### Data extract
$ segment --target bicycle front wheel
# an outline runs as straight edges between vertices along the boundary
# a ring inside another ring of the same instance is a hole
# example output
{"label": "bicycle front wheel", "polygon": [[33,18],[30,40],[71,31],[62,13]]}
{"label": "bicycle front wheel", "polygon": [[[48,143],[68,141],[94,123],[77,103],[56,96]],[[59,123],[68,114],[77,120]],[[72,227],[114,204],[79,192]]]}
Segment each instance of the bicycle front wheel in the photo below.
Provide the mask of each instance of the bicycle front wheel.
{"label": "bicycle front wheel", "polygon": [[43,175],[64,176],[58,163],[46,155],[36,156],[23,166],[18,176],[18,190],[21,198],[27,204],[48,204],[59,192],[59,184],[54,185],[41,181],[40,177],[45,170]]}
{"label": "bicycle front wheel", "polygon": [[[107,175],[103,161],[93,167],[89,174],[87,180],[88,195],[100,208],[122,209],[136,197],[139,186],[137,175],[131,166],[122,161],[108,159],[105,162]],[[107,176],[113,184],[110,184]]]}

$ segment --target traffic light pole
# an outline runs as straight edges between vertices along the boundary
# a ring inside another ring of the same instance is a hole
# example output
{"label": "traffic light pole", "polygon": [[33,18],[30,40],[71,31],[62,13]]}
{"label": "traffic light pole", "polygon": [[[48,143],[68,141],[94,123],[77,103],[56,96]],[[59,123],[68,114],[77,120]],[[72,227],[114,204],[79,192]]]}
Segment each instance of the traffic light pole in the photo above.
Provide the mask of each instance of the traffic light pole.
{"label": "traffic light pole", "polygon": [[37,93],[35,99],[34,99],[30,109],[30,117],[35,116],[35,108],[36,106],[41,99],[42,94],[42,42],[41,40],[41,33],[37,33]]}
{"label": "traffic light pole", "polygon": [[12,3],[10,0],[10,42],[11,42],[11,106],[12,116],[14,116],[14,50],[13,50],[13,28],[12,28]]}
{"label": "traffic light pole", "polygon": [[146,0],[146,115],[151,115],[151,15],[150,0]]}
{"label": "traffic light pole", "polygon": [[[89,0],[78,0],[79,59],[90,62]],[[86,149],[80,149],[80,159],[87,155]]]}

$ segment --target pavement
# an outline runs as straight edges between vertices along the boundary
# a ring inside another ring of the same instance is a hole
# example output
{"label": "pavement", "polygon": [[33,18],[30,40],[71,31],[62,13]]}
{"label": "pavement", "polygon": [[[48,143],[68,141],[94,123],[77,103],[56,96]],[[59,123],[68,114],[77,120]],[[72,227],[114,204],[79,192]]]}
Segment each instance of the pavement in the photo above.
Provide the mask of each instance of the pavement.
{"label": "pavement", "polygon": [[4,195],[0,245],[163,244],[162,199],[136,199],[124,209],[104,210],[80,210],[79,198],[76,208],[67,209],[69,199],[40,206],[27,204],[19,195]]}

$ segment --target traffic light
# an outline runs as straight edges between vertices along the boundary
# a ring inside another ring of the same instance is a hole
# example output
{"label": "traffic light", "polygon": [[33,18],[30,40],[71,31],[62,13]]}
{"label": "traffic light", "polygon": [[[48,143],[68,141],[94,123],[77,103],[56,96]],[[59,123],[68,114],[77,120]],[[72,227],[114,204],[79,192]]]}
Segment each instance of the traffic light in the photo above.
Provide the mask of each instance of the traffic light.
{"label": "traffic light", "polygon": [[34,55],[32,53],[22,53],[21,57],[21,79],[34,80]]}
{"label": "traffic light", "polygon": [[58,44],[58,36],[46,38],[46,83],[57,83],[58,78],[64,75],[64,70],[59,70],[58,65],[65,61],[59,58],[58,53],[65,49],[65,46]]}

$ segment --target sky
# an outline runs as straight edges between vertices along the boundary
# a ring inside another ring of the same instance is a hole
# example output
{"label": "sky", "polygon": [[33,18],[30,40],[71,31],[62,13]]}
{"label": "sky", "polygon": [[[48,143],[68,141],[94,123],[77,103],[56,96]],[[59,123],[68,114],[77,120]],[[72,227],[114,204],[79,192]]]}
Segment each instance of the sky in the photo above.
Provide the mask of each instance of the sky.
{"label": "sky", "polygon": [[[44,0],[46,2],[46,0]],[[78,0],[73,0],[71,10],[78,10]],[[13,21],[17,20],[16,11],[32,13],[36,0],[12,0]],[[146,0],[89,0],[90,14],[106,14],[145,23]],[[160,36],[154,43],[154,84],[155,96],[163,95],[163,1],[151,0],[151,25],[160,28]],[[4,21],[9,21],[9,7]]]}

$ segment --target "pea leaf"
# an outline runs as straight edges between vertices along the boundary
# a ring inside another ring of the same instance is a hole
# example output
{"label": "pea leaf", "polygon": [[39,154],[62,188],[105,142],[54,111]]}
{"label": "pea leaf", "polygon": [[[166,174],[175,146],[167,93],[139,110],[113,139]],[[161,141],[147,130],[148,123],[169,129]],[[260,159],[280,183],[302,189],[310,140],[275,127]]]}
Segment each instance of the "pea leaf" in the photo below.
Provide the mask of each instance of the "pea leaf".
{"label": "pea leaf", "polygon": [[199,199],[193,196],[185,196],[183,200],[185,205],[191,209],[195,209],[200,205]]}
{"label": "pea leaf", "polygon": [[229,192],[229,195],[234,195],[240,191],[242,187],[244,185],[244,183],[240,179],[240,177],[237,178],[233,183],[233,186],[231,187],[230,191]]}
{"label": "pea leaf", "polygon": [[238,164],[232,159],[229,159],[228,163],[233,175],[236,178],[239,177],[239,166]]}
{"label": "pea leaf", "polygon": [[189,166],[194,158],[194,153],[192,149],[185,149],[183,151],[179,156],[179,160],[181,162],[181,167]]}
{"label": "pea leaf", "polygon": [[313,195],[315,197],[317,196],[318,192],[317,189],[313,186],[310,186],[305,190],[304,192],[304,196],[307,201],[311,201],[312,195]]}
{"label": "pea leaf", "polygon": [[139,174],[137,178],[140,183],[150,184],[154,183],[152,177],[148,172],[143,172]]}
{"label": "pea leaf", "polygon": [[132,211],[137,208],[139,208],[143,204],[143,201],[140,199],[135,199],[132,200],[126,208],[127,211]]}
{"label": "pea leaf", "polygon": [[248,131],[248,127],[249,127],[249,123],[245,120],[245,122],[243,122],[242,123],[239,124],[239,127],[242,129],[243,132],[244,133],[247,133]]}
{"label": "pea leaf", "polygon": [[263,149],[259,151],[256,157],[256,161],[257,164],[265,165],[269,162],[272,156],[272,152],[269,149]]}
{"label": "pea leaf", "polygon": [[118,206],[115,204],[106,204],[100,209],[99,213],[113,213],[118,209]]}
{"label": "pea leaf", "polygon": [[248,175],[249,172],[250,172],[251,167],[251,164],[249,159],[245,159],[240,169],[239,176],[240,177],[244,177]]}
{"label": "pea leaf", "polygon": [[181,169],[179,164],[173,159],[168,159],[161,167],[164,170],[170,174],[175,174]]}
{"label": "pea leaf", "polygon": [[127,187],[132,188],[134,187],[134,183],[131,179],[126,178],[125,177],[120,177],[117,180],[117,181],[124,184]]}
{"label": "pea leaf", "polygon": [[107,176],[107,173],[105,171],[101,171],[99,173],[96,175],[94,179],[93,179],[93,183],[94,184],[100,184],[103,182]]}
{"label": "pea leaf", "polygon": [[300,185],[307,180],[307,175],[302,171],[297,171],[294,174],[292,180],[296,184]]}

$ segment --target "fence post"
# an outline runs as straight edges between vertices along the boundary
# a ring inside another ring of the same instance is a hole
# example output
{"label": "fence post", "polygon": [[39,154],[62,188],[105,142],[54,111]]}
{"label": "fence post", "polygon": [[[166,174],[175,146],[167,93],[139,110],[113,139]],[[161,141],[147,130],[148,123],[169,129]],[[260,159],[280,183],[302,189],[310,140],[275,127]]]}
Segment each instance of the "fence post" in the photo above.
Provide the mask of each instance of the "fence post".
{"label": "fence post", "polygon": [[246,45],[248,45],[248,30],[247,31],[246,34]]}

### Objective
Please reproduce the entries above verbatim, starting at their very first line and ending at the line that contains "Provide the mask of each instance of the bicycle".

### Answer in full
$ segment --target bicycle front wheel
# an outline runs as straight edges between vertices along the boundary
# a ring inside another ring of the same instance is a hole
# example output
{"label": "bicycle front wheel", "polygon": [[33,18],[30,40],[71,31],[62,13]]}
{"label": "bicycle front wheel", "polygon": [[[48,143],[68,141],[94,123],[77,103],[56,96]],[[59,123],[68,114],[77,120]],[[72,227],[114,204],[79,192]]]}
Segment each instance of the bicycle front wheel in the photo below.
Provide the mask of each instance of the bicycle front wheel.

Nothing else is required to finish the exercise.